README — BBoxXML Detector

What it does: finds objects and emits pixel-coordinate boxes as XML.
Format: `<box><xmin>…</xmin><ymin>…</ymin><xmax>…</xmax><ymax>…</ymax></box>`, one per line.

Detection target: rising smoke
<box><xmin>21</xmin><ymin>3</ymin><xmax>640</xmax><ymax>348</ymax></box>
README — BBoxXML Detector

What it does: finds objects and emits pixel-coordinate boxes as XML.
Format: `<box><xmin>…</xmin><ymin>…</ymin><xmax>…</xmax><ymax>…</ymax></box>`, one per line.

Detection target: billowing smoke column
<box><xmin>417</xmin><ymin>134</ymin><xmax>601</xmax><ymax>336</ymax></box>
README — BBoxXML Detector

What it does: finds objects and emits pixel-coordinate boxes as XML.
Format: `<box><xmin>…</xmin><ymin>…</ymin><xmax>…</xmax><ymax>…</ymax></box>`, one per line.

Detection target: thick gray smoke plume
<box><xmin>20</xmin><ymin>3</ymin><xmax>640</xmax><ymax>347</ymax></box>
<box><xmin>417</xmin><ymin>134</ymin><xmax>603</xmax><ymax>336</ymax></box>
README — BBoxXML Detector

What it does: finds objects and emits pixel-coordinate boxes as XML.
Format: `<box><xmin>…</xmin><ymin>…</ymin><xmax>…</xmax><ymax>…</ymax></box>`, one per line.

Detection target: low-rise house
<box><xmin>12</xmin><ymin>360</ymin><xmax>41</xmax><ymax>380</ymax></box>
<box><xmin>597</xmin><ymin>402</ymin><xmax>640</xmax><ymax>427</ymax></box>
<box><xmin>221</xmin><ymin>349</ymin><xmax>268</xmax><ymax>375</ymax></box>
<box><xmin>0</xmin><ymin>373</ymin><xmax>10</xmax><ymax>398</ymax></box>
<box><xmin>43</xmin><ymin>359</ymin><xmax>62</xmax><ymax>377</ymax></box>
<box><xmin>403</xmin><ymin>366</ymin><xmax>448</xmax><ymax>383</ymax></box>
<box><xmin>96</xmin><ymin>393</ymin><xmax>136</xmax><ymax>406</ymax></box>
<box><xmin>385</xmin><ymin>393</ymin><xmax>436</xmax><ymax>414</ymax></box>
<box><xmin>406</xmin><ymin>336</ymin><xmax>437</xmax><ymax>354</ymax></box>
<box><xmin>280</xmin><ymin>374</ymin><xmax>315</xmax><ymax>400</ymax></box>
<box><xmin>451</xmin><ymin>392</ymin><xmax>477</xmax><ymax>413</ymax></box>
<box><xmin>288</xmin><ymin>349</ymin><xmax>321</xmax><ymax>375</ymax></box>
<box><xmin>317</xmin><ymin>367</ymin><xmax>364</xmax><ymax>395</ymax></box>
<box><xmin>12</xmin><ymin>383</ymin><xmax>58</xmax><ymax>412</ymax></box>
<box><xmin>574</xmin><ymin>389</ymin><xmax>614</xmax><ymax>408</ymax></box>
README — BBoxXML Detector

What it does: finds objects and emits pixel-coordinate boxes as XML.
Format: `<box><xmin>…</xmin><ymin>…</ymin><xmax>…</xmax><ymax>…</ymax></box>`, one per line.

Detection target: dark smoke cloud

## Work to complete
Reproduce each entry from the records above, character for character.

## Solution below
README — BBoxXML Detector

What it does: finds objects and emits pixel-coordinate boxes as XML.
Format: `<box><xmin>…</xmin><ymin>…</ymin><xmax>…</xmax><ymax>…</ymax></box>`, one per line.

Detection target: rising smoke
<box><xmin>21</xmin><ymin>3</ymin><xmax>640</xmax><ymax>348</ymax></box>
README — BBoxXML Detector

What it does: finds objects and emits pixel-coordinate boxes as XML.
Format: `<box><xmin>…</xmin><ymin>…</ymin><xmax>…</xmax><ymax>…</ymax></box>`, one per line.

Detection target: billowing smoke column
<box><xmin>417</xmin><ymin>134</ymin><xmax>601</xmax><ymax>336</ymax></box>
README — BBoxXML Detector

What it does: finds objects and emits pixel-coordinate boxes as XML.
Format: `<box><xmin>…</xmin><ymin>…</ymin><xmax>…</xmax><ymax>…</ymax></box>`, one per line.

Detection target: thick gray smoke plume
<box><xmin>20</xmin><ymin>3</ymin><xmax>640</xmax><ymax>347</ymax></box>
<box><xmin>417</xmin><ymin>134</ymin><xmax>603</xmax><ymax>336</ymax></box>
README — BBoxXML Detector

What it does: finds objects and emits pixel-coordinate boxes as XML.
Format: `<box><xmin>…</xmin><ymin>…</ymin><xmax>…</xmax><ymax>…</ymax></box>`, one per line.

Detection target: low-rise house
<box><xmin>12</xmin><ymin>360</ymin><xmax>41</xmax><ymax>380</ymax></box>
<box><xmin>597</xmin><ymin>402</ymin><xmax>640</xmax><ymax>427</ymax></box>
<box><xmin>221</xmin><ymin>349</ymin><xmax>268</xmax><ymax>375</ymax></box>
<box><xmin>0</xmin><ymin>373</ymin><xmax>10</xmax><ymax>398</ymax></box>
<box><xmin>43</xmin><ymin>359</ymin><xmax>62</xmax><ymax>377</ymax></box>
<box><xmin>403</xmin><ymin>366</ymin><xmax>448</xmax><ymax>383</ymax></box>
<box><xmin>96</xmin><ymin>393</ymin><xmax>136</xmax><ymax>406</ymax></box>
<box><xmin>385</xmin><ymin>393</ymin><xmax>436</xmax><ymax>414</ymax></box>
<box><xmin>406</xmin><ymin>336</ymin><xmax>437</xmax><ymax>354</ymax></box>
<box><xmin>280</xmin><ymin>374</ymin><xmax>315</xmax><ymax>400</ymax></box>
<box><xmin>451</xmin><ymin>392</ymin><xmax>477</xmax><ymax>413</ymax></box>
<box><xmin>288</xmin><ymin>349</ymin><xmax>321</xmax><ymax>375</ymax></box>
<box><xmin>317</xmin><ymin>367</ymin><xmax>364</xmax><ymax>395</ymax></box>
<box><xmin>12</xmin><ymin>383</ymin><xmax>58</xmax><ymax>412</ymax></box>
<box><xmin>574</xmin><ymin>389</ymin><xmax>614</xmax><ymax>408</ymax></box>
README — BBoxXML Detector

What it does: finds objects and emits pixel-coordinate boxes as XML.
Format: `<box><xmin>…</xmin><ymin>…</ymin><xmax>…</xmax><ymax>…</ymax></box>`, one per line.

Detection target: dark smoke cloud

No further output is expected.